### Exercise
Transcribe, exactly as they appear, only the lines from the one holding "# response lists one point per instance, each like pixel 195" through the end of the entries below.

### Task input
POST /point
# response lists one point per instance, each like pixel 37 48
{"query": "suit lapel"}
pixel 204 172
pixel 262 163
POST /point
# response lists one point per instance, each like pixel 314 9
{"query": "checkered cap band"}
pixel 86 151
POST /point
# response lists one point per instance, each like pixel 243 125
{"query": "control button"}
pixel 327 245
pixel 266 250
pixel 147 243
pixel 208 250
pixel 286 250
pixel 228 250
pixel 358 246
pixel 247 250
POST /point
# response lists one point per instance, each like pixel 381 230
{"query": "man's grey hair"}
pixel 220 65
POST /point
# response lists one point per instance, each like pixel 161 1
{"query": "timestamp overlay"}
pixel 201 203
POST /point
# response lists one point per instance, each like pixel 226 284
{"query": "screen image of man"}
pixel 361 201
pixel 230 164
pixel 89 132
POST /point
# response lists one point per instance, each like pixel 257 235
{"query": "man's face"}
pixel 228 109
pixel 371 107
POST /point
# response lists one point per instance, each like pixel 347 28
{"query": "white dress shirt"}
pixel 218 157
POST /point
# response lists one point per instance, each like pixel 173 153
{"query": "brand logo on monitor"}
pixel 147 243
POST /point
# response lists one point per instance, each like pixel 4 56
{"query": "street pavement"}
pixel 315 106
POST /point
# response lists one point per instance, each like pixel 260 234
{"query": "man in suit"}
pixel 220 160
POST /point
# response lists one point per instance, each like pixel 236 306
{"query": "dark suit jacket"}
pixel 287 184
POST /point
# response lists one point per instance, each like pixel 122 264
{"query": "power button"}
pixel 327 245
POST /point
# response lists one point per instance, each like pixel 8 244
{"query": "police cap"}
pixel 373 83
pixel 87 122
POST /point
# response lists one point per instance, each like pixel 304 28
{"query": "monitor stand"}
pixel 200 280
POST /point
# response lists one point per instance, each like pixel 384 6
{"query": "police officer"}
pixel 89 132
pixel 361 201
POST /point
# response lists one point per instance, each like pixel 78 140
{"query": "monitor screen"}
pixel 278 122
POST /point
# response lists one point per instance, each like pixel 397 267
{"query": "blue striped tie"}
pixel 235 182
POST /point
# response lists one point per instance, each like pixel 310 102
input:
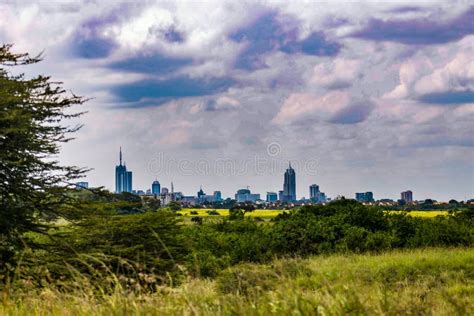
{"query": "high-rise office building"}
pixel 272 197
pixel 244 195
pixel 155 187
pixel 365 197
pixel 217 196
pixel 280 195
pixel 289 185
pixel 123 178
pixel 82 185
pixel 407 196
pixel 313 191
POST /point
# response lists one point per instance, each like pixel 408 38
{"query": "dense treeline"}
pixel 153 247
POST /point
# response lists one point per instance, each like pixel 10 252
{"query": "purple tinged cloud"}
pixel 421 31
pixel 354 113
pixel 267 34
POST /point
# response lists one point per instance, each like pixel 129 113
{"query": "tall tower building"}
pixel 313 191
pixel 155 187
pixel 123 178
pixel 289 185
pixel 407 196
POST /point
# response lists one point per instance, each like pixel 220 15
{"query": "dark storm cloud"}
pixel 355 113
pixel 169 89
pixel 151 64
pixel 89 42
pixel 92 47
pixel 419 31
pixel 451 97
pixel 267 34
pixel 173 36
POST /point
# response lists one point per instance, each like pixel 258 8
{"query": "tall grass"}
pixel 418 282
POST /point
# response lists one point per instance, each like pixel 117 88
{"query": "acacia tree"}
pixel 34 186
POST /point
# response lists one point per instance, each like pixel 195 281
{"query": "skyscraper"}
pixel 123 178
pixel 156 187
pixel 289 185
pixel 217 196
pixel 365 197
pixel 407 196
pixel 313 191
pixel 272 197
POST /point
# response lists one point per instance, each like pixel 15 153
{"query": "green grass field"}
pixel 273 213
pixel 419 282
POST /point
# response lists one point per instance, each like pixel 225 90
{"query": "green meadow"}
pixel 438 281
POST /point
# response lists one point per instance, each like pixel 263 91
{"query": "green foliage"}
pixel 148 244
pixel 33 185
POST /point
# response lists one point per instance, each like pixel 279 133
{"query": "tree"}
pixel 34 186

### Result of this task
# response lists one point per instance, each like pixel 195 281
{"query": "skyscraper"}
pixel 123 178
pixel 156 187
pixel 289 185
pixel 217 196
pixel 365 197
pixel 407 196
pixel 313 191
pixel 272 197
POST /point
# response lists one point per instance, each like pixel 15 153
{"query": "green grass field"}
pixel 273 213
pixel 419 282
POST /point
# response lists one point per instance, each like pixel 225 90
{"query": "green meadow"}
pixel 438 281
POST /point
# response lists one point per instance, each like pixel 263 91
{"query": "green foliage"}
pixel 148 244
pixel 33 185
POST /point
# response lists one point per instance, each like pixel 279 133
{"query": "tree"}
pixel 34 186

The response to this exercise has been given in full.